Recorded data
-- Opening Marker --

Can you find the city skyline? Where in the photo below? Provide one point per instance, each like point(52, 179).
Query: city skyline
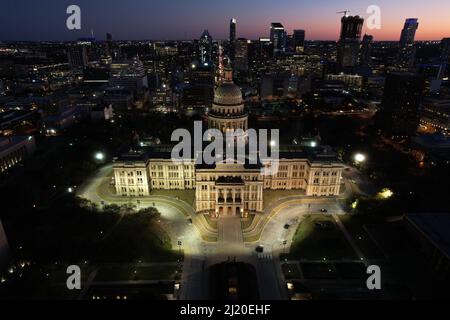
point(24, 21)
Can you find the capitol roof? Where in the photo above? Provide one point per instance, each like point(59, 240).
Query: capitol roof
point(228, 94)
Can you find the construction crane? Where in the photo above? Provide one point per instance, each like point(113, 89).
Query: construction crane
point(346, 12)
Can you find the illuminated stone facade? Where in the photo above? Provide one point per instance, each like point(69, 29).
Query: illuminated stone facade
point(229, 187)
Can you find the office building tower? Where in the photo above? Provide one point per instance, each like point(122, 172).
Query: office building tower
point(130, 75)
point(298, 40)
point(4, 247)
point(407, 54)
point(77, 55)
point(233, 30)
point(278, 36)
point(409, 32)
point(205, 46)
point(232, 38)
point(444, 59)
point(399, 113)
point(241, 55)
point(366, 50)
point(348, 45)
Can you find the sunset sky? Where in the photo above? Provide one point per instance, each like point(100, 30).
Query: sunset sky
point(186, 19)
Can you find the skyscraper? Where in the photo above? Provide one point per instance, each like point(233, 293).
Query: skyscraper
point(278, 36)
point(399, 113)
point(232, 39)
point(409, 32)
point(348, 45)
point(77, 55)
point(366, 50)
point(233, 22)
point(445, 58)
point(4, 247)
point(407, 52)
point(298, 40)
point(241, 55)
point(205, 45)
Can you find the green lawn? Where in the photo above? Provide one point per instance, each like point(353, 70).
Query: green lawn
point(290, 271)
point(316, 244)
point(138, 238)
point(185, 195)
point(354, 226)
point(212, 222)
point(318, 271)
point(136, 273)
point(247, 222)
point(351, 270)
point(271, 196)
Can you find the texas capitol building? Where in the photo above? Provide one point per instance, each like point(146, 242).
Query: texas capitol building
point(228, 188)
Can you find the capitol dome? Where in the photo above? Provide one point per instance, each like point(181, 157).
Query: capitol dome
point(228, 94)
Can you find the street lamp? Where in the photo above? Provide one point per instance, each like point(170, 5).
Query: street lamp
point(100, 156)
point(359, 158)
point(386, 193)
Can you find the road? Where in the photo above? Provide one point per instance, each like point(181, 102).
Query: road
point(199, 254)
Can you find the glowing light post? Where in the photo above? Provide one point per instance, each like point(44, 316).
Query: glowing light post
point(99, 156)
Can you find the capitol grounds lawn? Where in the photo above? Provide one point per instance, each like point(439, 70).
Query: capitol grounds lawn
point(312, 243)
point(272, 196)
point(187, 196)
point(138, 273)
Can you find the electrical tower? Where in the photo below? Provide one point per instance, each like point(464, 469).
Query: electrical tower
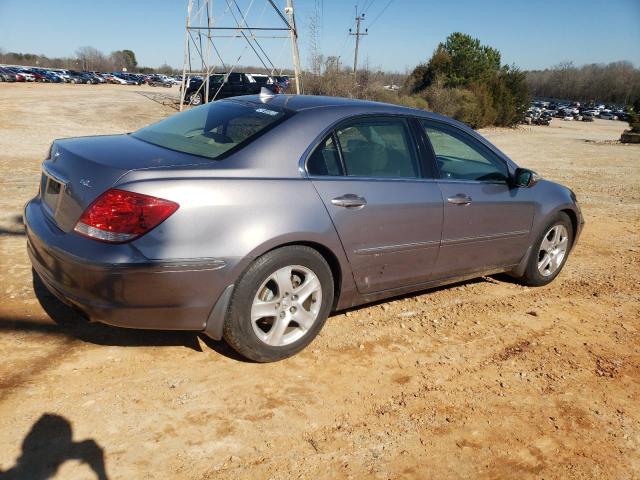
point(202, 30)
point(358, 34)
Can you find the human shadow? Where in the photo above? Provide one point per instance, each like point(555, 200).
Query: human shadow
point(48, 445)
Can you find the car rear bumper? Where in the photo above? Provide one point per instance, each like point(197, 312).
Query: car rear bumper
point(116, 284)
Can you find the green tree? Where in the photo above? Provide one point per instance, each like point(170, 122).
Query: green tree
point(463, 70)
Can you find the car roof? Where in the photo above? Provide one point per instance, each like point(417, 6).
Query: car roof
point(299, 103)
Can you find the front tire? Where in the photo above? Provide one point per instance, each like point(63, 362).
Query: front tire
point(279, 304)
point(550, 251)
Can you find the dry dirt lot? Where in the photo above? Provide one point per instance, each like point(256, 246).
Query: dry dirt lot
point(485, 379)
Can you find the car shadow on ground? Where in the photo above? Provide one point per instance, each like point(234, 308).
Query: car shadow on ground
point(70, 323)
point(48, 445)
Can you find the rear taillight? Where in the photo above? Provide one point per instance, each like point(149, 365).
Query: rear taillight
point(119, 216)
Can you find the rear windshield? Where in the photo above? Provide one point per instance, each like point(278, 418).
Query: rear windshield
point(213, 129)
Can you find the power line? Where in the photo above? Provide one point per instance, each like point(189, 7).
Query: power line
point(381, 12)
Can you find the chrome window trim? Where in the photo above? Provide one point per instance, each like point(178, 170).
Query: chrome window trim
point(400, 247)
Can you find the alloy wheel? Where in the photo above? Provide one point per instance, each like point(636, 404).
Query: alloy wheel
point(286, 305)
point(553, 249)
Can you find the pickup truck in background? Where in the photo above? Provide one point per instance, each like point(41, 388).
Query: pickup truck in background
point(224, 85)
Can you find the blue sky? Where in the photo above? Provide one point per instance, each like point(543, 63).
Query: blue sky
point(530, 33)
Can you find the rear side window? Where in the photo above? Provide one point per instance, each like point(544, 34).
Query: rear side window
point(212, 129)
point(460, 157)
point(325, 160)
point(378, 148)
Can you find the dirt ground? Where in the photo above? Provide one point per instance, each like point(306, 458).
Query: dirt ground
point(484, 379)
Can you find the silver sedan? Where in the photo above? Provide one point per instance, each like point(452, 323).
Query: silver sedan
point(252, 219)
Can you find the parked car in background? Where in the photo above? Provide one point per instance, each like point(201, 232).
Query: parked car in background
point(283, 82)
point(28, 76)
point(159, 81)
point(7, 75)
point(110, 78)
point(224, 85)
point(251, 219)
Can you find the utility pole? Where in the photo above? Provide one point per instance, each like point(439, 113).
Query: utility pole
point(294, 44)
point(358, 34)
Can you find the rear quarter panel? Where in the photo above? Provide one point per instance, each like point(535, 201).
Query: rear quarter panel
point(237, 220)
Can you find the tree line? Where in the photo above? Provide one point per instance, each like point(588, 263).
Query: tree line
point(617, 82)
point(466, 80)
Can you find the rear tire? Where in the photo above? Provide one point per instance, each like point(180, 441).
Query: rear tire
point(195, 99)
point(549, 252)
point(279, 304)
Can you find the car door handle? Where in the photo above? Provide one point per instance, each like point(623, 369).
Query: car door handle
point(349, 201)
point(460, 199)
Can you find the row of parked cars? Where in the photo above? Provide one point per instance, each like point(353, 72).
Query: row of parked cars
point(542, 113)
point(232, 84)
point(12, 73)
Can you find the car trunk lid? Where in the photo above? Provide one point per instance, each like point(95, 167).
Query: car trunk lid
point(80, 169)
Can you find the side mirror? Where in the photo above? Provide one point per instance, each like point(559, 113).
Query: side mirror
point(524, 177)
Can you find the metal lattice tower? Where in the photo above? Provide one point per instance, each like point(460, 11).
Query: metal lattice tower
point(201, 49)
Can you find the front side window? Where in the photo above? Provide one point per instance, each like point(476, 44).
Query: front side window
point(212, 129)
point(378, 148)
point(460, 157)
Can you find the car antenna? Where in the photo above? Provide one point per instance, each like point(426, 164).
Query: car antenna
point(266, 94)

-- Closing Marker --

## [Activity]
Every line above has to be output exactly; the pictures must be dropped.

## [Solution]
Can you find the city skyline? Where in the photo below? Provide one point per instance, each like point(52, 179).
Query: city skyline
point(24, 21)
Can you find the capitol roof? Where in the photo above? Provide one point per instance, each like point(59, 240).
Query: capitol roof
point(228, 94)
Can you find the construction crane? Where in the photo above? Provide one point per instance, each like point(113, 89).
Query: construction crane
point(346, 12)
Can you find the illuminated stone facade? Where in the photo above? Provide one point per instance, each like point(69, 29).
Query: illuminated stone facade
point(229, 187)
Can you find the office building tower? Where in the photo above? Provide one point per instance, each like point(122, 172).
Query: office building tower
point(130, 75)
point(298, 40)
point(4, 247)
point(407, 54)
point(77, 55)
point(233, 30)
point(278, 36)
point(409, 32)
point(205, 46)
point(232, 38)
point(444, 59)
point(399, 113)
point(241, 55)
point(366, 50)
point(348, 45)
Can you find the sunset sky? Where in the photo above? Provide one point per instance, each like point(100, 30).
Query: sunset sky
point(186, 19)
Can you find the skyscraper? Where in the photo above? Provide one point per instance, each like point(233, 293).
Query: skyscraper
point(278, 36)
point(399, 113)
point(232, 39)
point(409, 32)
point(348, 45)
point(77, 55)
point(366, 50)
point(233, 22)
point(445, 58)
point(4, 247)
point(407, 52)
point(298, 40)
point(241, 55)
point(205, 45)
Can you find the green lawn? Where in the photo above? Provide one point per instance, each like point(353, 70).
Query: green lawn
point(290, 271)
point(316, 244)
point(138, 238)
point(185, 195)
point(354, 226)
point(212, 222)
point(318, 271)
point(136, 273)
point(247, 222)
point(351, 270)
point(271, 196)
Can you find the texas capitol building? Where in the photo above? Provide one point per instance, each like point(146, 242).
Query: texas capitol building
point(228, 188)
Can you find the capitol dome? Where in the photo above? Provide one point per instance, each like point(181, 157).
Query: capitol dome
point(228, 94)
Can you find the street lamp? Where in the photo above? Provide one point per instance, each like point(170, 5).
Query: street lamp
point(100, 156)
point(359, 158)
point(386, 193)
Can you find the road? Where in the photo above? Provide one point per instance, each like point(181, 102).
Query: road
point(199, 254)
Can you find the glowing light post? Where in the photo above? Provide one point per instance, each like point(44, 316).
Query: glowing light post
point(99, 156)
Can you find the capitol grounds lawn? Where in the photo above? Provide one point per instance, each like point(439, 70).
Query: capitol grounds lawn
point(312, 243)
point(272, 196)
point(187, 196)
point(138, 273)
Can you find the electrical tower? Where in the photo below? Provide one point per instance, each like point(464, 469).
Query: electrical tower
point(202, 30)
point(358, 34)
Can you find the human shadow? Where in the photo above? Provide one point per instance, each like point(555, 200).
Query: human shadow
point(48, 445)
Can you find the car rear bumper? Where in the photo above? Provide one point per instance, each like point(197, 312).
Query: car rear bumper
point(116, 284)
Can you find the green tree? Where in the photo above? Provide one point per instance, each like point(170, 122).
Query: green tree
point(463, 70)
Can you find the car roof? Where in the photo above? Provide one point per instance, each like point(417, 6).
Query: car roof
point(299, 103)
Can you find the front tire? Where in the photo above? Provide one point per instance, each like point(63, 362).
Query: front tire
point(279, 304)
point(550, 251)
Can you find the dry dirt lot? Where in the photo above? Provide one point per instance, each like point(256, 246).
Query: dry dirt lot
point(485, 379)
Can you find the car shadow on ground? Where in the photo above? Provide one point per instance, each like point(234, 308).
Query: car shadow on ground
point(70, 323)
point(48, 445)
Can you find the rear taillight? Where in the photo above? Provide one point per instance, each like point(149, 365).
Query: rear taillight
point(119, 216)
Can you find the rear windshield? Where in the photo above? Provide one point per instance, each like point(278, 418).
Query: rear windshield
point(213, 129)
Can you find the power line? Where in the photo above? Provide one point per instance, each like point(189, 7).
Query: power line
point(381, 12)
Can you find the chrome window trim? Where in the photo above? Provide one point per instance, each like point(178, 170).
Query: chrome window trim
point(400, 247)
Can you find the alloy wheel? Where in the photo above? Provide one point per instance, each like point(636, 404).
Query: alloy wheel
point(286, 305)
point(553, 249)
Can you find the pickup truck in background? Where in the photo above? Provide one point per instance, each like point(41, 388).
Query: pickup truck in background
point(224, 85)
Can you find the blue sky? Where in the photo above? Provide one point per instance, each like point(543, 63).
Query: blue sky
point(530, 33)
Can you find the rear side window? Where in the photo above? Provide one point per instance, each like point(544, 34).
Query: rear side window
point(212, 129)
point(460, 157)
point(325, 160)
point(378, 148)
Can you find the dirt ground? Where in the photo above? Provide one point per instance, each like point(306, 458).
Query: dirt ground
point(484, 379)
Can you find the silver sedan? Where in the photo above? Provide one point per instance, each like point(452, 323).
Query: silver sedan
point(252, 219)
Can you find the parked car in background? Where in the photo above? Provide one point per instance, each like point(201, 232).
Query: parked car in background
point(283, 82)
point(28, 76)
point(159, 81)
point(7, 75)
point(110, 78)
point(224, 85)
point(251, 219)
Can you find the utility pole? Where in the photo above? Provide one point per instance, each like point(439, 113).
Query: utility pole
point(294, 44)
point(358, 34)
Can you find the rear quarter panel? Where in the photo above? Provide one point per instance, each like point(535, 201).
Query: rear quarter panel
point(237, 220)
Can you find the tree line? Where in the photo above? Provide one point per instance, each like point(588, 263).
Query: tree line
point(617, 82)
point(466, 80)
Can you find the rear tire? Where in the photo above? Provide one point per instance, each like point(180, 441).
Query: rear tire
point(195, 99)
point(549, 252)
point(279, 304)
Can you find the car door handle? Where in the photo above? Provide one point per instance, each like point(623, 369).
Query: car door handle
point(349, 201)
point(460, 199)
Can you find the row of parked cars? Where in the photo above? Provide one point per instance, each like point(353, 72).
Query: row of parked cars
point(542, 113)
point(232, 84)
point(12, 73)
Can you find the car trunk lid? Where in the photo above? Provide one point per instance, each like point(95, 167).
Query: car trunk lid
point(80, 169)
Can you find the side mirror? Where in the photo above? Provide one point per instance, each like point(559, 113).
Query: side mirror
point(524, 177)
Can you find the metal lattice tower? Where in the photo above? Provide one point per instance, each like point(460, 11).
Query: metal lattice tower
point(201, 49)
Can you find the front side window? Where in the photo above? Provide one point per instance, each like point(476, 44).
Query: front side window
point(212, 129)
point(378, 148)
point(460, 157)
Can you find the car antenna? Where in the photo above? Provide one point per instance, each like point(426, 164).
Query: car antenna
point(266, 94)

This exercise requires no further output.